┌──

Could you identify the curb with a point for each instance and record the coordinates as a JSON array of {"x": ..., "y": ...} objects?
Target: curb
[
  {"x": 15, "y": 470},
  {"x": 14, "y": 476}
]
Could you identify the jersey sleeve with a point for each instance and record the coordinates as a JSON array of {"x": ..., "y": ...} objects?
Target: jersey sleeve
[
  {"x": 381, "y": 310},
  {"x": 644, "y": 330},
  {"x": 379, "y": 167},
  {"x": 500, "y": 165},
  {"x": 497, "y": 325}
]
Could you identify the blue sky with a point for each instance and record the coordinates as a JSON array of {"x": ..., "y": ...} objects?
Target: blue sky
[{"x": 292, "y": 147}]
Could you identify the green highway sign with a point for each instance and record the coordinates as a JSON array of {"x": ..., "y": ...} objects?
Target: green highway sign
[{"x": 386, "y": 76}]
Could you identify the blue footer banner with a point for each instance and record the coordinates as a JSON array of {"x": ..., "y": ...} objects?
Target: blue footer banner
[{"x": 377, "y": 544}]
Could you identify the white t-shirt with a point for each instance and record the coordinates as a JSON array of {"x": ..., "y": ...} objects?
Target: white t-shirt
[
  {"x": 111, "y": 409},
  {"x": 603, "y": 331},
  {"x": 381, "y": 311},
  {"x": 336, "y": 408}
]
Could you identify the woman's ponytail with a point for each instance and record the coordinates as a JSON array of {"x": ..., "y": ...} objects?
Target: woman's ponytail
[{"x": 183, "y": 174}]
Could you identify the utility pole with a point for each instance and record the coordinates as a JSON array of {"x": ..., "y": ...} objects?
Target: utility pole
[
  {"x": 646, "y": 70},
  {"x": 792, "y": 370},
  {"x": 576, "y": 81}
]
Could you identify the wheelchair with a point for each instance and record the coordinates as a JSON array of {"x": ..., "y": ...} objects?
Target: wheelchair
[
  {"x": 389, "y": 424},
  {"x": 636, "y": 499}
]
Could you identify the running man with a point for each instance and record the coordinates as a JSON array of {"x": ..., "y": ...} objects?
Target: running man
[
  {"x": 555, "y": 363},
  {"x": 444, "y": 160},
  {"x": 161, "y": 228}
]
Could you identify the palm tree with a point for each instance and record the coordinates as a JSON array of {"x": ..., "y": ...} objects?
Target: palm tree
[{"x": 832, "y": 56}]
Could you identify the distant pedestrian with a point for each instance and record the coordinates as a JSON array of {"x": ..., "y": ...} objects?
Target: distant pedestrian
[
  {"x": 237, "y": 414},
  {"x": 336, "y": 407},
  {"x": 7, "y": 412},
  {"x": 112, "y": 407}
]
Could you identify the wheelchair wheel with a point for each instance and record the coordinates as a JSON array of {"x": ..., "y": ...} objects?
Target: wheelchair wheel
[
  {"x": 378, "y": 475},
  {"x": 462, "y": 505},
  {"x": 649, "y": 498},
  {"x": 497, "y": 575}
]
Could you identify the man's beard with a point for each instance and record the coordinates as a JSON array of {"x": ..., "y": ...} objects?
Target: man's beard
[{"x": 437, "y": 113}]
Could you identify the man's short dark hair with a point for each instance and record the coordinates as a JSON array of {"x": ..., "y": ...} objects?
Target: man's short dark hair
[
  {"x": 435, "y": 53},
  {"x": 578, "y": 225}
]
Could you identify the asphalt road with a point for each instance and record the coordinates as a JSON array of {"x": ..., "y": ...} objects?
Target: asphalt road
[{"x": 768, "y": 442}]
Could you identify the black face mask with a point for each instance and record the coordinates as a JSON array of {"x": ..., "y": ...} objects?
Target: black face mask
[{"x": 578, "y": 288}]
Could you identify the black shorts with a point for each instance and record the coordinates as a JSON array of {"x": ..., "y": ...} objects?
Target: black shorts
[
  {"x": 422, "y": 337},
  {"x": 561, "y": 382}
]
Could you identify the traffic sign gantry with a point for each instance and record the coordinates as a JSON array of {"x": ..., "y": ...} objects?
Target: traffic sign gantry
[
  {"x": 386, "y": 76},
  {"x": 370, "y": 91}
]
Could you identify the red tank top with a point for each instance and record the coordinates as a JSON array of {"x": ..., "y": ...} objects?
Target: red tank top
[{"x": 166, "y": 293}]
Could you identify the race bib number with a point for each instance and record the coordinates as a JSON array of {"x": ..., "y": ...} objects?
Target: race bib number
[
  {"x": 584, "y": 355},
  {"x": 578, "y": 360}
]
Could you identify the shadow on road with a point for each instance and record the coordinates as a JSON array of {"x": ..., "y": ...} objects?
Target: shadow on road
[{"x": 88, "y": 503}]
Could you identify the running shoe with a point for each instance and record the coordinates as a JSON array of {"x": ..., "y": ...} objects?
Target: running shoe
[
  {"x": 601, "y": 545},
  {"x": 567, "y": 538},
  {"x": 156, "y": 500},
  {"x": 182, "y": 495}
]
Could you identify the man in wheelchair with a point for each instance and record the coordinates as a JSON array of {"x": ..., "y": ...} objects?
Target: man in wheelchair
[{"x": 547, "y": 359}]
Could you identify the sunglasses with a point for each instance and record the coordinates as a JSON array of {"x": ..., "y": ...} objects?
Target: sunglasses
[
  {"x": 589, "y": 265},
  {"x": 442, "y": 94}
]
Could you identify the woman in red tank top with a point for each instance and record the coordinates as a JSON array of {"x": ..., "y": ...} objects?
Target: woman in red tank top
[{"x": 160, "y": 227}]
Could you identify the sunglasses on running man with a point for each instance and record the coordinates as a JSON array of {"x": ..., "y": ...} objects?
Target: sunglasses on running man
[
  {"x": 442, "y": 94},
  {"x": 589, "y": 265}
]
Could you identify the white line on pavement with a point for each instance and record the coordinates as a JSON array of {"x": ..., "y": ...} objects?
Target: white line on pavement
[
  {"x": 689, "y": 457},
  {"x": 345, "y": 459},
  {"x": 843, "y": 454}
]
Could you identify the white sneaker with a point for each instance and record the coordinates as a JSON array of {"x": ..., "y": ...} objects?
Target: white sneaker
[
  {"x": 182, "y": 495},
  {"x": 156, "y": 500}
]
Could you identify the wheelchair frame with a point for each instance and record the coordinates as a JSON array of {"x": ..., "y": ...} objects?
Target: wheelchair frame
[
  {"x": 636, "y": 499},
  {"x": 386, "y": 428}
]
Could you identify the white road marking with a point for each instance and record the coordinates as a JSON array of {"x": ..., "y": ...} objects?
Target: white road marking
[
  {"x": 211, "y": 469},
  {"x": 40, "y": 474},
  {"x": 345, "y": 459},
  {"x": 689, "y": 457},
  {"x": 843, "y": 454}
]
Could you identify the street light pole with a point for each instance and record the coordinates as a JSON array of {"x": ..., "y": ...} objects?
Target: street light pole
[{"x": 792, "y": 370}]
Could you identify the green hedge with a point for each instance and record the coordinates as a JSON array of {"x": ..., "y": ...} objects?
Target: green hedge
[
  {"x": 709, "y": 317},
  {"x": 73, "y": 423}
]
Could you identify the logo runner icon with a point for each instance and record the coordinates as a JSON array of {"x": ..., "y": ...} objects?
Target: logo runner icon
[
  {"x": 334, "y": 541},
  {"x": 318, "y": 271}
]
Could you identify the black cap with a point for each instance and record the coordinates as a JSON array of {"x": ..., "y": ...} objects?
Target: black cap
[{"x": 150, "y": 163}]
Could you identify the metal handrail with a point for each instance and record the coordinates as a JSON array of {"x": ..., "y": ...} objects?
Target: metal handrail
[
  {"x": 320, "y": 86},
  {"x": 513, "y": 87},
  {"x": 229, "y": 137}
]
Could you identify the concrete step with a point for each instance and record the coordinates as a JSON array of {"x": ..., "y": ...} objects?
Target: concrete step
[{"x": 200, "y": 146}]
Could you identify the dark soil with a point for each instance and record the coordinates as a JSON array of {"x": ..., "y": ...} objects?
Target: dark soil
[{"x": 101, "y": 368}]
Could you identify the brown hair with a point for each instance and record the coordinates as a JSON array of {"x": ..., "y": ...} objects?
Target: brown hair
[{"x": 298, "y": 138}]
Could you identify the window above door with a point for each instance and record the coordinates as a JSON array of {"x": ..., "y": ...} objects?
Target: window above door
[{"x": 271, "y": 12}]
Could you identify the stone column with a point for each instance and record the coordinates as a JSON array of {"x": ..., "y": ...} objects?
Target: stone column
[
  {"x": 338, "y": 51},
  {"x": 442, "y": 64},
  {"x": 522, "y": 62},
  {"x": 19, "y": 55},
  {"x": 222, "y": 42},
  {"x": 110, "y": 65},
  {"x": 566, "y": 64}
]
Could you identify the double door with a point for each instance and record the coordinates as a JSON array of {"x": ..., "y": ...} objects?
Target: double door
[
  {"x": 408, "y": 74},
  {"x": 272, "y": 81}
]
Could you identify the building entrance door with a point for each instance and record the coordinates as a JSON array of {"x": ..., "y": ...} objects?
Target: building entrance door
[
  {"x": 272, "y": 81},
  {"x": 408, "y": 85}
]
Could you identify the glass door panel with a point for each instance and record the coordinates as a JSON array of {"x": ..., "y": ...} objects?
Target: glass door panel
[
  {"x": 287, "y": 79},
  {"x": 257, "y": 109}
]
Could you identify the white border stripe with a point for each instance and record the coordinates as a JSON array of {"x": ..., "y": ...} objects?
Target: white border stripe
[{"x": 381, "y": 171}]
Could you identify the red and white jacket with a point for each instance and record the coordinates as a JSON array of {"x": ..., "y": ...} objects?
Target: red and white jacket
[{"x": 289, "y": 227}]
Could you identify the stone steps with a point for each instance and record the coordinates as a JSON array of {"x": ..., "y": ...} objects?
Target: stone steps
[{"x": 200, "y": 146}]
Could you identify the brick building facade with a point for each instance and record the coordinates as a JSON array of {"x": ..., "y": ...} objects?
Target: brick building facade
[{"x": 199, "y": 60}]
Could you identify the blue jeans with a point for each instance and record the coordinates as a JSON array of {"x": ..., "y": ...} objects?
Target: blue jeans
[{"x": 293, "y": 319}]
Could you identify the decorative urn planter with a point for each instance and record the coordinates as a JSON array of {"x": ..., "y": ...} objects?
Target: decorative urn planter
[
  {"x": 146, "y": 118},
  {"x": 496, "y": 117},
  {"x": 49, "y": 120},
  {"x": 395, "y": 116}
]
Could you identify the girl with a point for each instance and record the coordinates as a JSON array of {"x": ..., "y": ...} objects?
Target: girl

└──

### THE TASK
Give back, exactly as written, the lines from the one with "Could you identify the brick" to the last line.

### CORRECT ANSWER
Could you identify the brick building facade with a point for each instance and record the coordinates as a JSON array of {"x": ..., "y": ...} objects?
Target: brick building facade
[{"x": 199, "y": 60}]
Could you identify the blue jeans with a point for each instance and record the coordinates as a JSON array of {"x": ..., "y": ...} objects?
Target: blue jeans
[{"x": 293, "y": 319}]
Could you identify the decorative urn planter with a point for each instance and record the coordinates as a JSON array of {"x": ..., "y": ...} objects?
Target: decorative urn planter
[
  {"x": 146, "y": 118},
  {"x": 496, "y": 117},
  {"x": 49, "y": 120},
  {"x": 395, "y": 116}
]
Could you identify the girl with a point for each instance and record the coordinates as a JSON array of {"x": ..., "y": ...} objects?
Target: girl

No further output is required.